───── RECORDED DATA ─────

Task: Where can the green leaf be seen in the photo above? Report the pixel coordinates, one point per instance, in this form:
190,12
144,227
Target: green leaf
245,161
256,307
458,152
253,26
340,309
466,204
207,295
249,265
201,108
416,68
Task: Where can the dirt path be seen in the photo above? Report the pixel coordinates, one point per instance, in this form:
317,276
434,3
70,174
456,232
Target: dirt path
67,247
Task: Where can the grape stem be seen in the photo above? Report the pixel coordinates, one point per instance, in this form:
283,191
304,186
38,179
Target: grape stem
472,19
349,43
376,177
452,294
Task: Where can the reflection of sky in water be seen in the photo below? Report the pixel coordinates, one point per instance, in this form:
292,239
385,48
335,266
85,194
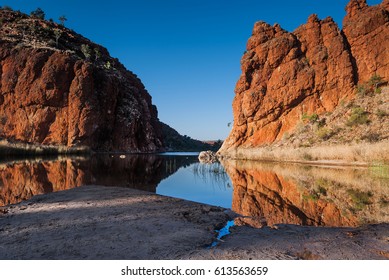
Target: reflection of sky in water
206,187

─────

Could you rewrite all of the material above, requests included, increasing both coordinates of every answer point by 123 while keeping the numbers in the requests and their sample points unchanged? Leave the pictures out.

■ ANSWER TO THE EXERCISE ■
Task: Where can the green leaf be seen in the photo above? Report the pixel coordinates, one point per instance, in this form:
190,12
144,227
Target: green leaf
368,284
379,430
581,275
376,149
463,432
589,327
330,418
372,388
324,231
539,191
Task: Where can the dirt path be seen in the photo above? Report the pixel coordinates, one point per instance, in this form:
317,276
434,3
70,174
456,232
Target: dirt path
190,370
Task: Where can the grape stem be seen in the photo above? Report the pixel coordinates, one point per instance, in this form:
283,191
304,186
38,179
Target: grape stem
595,142
472,166
499,300
575,417
Task: Where can the reflection of sky in water be seen in the photo below? Report the pixel coordinates, one point per instance, in this form:
292,239
385,48
335,266
85,194
Target: reflection of sky in water
329,310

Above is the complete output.